Reproduce the listing below verbatim, every line of it.
········
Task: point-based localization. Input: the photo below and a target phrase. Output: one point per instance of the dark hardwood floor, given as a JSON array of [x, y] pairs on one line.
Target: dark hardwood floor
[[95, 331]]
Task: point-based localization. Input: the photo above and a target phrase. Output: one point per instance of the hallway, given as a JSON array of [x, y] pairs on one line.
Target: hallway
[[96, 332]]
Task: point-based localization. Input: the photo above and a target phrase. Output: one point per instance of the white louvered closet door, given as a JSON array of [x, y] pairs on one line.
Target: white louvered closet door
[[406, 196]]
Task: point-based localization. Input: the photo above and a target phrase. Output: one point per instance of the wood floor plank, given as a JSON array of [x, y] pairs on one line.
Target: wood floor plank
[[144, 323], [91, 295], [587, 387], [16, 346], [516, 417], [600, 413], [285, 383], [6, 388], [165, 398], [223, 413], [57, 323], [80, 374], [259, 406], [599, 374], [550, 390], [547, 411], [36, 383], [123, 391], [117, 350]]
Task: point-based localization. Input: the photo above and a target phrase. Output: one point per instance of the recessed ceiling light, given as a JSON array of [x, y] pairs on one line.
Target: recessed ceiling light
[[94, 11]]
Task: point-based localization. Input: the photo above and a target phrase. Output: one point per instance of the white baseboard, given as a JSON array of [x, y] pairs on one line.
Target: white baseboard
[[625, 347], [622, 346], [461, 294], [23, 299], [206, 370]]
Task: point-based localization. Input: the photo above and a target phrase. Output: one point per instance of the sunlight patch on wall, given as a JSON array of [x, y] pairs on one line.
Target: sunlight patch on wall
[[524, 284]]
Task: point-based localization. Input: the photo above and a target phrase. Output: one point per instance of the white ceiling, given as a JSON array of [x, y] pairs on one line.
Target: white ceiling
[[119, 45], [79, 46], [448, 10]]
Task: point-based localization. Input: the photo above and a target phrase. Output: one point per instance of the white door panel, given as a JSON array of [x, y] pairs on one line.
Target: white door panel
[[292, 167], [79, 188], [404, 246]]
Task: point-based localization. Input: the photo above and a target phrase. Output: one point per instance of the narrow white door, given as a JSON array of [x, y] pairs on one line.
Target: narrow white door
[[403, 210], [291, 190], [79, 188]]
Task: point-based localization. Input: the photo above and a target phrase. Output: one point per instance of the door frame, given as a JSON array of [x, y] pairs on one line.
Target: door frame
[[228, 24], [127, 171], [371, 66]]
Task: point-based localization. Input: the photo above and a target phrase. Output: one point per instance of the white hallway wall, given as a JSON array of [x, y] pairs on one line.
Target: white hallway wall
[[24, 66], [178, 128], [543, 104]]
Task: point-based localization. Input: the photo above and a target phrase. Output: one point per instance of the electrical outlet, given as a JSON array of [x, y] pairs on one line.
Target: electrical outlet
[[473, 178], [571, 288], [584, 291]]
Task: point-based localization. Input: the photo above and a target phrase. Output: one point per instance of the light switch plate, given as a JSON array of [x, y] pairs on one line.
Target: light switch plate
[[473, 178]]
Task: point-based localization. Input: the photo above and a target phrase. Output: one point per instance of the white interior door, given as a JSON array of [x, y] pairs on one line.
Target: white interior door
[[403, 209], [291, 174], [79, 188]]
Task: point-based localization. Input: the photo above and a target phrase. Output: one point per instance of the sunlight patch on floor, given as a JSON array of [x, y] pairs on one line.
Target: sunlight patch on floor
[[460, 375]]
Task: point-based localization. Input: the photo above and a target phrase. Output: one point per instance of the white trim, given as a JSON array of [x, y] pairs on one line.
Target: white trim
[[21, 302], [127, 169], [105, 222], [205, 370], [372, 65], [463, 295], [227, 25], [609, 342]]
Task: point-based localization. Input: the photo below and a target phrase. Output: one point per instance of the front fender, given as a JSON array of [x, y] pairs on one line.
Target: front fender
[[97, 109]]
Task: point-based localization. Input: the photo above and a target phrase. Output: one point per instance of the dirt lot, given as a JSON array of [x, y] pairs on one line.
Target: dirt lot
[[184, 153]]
········
> [Expected answer]:
Task: point-based localization. Input: the photo below and a target phrase. Output: one point per instance of the dark hardwood floor, given as a JSON array of [x, y] pairs on one line.
Target: dark hardwood floor
[[95, 331]]
Task: point-based localization. Input: the photo above and a target phrase. Output: one point per instance of the hallway, given as a JSON array of [x, y] pairs on one line.
Target: hallway
[[96, 332]]
Task: point-based localization. Input: the photo above and a target phrase. Output: one point per instance of the white louvered closet door, given as a JSON array of [x, y] pairs on one line.
Target: white louvered closet door
[[406, 196]]
Task: point-based localization. Input: the photo above and a target phrase. Output: one point per instance of the wood floor plank, given as a JSON array of [x, y] pairs on one line.
Target: wood floor plank
[[144, 323], [91, 295], [587, 387], [16, 346], [516, 417], [600, 413], [285, 383], [6, 388], [165, 398], [223, 413], [57, 323], [80, 374], [259, 406], [599, 374], [550, 390], [547, 411], [36, 383], [123, 391], [117, 350]]
Task: point-based localization. Input: the photo above and a target phrase. Output: one point per instance of the recessed ceiling light, given as a JSON array of [x, y] pairs on one line.
Target: recessed ceiling light
[[94, 11]]
Task: point-based localization. Input: the photo above and a target phrase. Output: one point per instance of the white baseboard, given as a JSON array of [x, y] pairs on one line.
Target: white baseboard
[[625, 347], [622, 346], [461, 294], [23, 299], [206, 370]]
Task: point-based localization. Input: the photo above and a target phrase. Output: one point per instance of the sunlight patch on wall, given as a JSON array of [x, y] pairs on one line.
Target: sunlight patch on wall
[[524, 284]]
Task: point-based localization. Input: the photo above and a target phrase. Output: one point per instance of the white ceiling, given as a JSON array of [x, y] pairs on one line.
Target: white ceiling
[[119, 45], [79, 46], [448, 10]]
Task: point-based localization. Input: the photo above and a target phrase. Output: one point per instance of the white door panel, given as a JSON array of [x, y] pairs on one line.
Target: white door panel
[[292, 167], [79, 188], [404, 246]]
Task: point-based localization. Input: the photo above and a target phrase. Output: one point per instance of the narrow white door, given as a JSON array of [x, y] pairs on one line.
Target: narrow white door
[[403, 210], [291, 190], [79, 188]]
Task: point-based localization. Input: the photo above and a target phrase. Output: one point per instance of the door frame, given as a JSON array of [x, y] pairs on one line.
Target: door frame
[[228, 24], [127, 171], [371, 66]]
Task: point-based localization. Input: the photo above and a target phrase. Output: one point per instance of the white hallway wall, given as a JSON array of [x, y] pairs on one line.
Target: white hallway wall
[[24, 66], [178, 128], [543, 104]]
Task: point-based localization. Input: the photo above and a target phrase. Output: one point per instance of the electrical outlet, given as a JSON array of [x, y] pairs on one line.
Target: electrical outlet
[[473, 178], [571, 288], [584, 291]]
Task: point-based localization. Input: the photo above and a target phrase. Output: one point per instance of the light switch plate, given as a JSON array of [x, y] pairs on one line.
Target: light switch plate
[[473, 178]]
Task: point-based localization. Input: the photo above and a target phrase. Output: one point per instance of the white interior door, given as a JSON array of [x, y] pairs on one line.
Target: white interior door
[[403, 209], [291, 174], [79, 188]]
Task: point-based localization. Input: the photo above and a target phrase. Output: one point per instance of the sunlight patch on floor, given as a JSON array of [x, y] pairs on one line.
Target: sunlight patch on floor
[[460, 375]]
Task: point-based localization. Input: the photo above and a target phrase. Output: one point per instance of the white trim, given as a JSON array of [x, y] pairs on one line.
Target: white trim
[[21, 302], [127, 169], [105, 222], [205, 370], [372, 65], [463, 295], [227, 25], [609, 342]]
Task: point-based localization. Input: the photo below and a target phrase. Output: one point per instance of the front fender, given as a JSON array of [x, y] pairs on one line.
Target: front fender
[[97, 109]]
Task: point-based localization. Input: the photo above and a target phrase. Output: one point per instance of the dirt lot, given as a JSON array of [x, y] pairs on one line.
Target: dirt lot
[[184, 153]]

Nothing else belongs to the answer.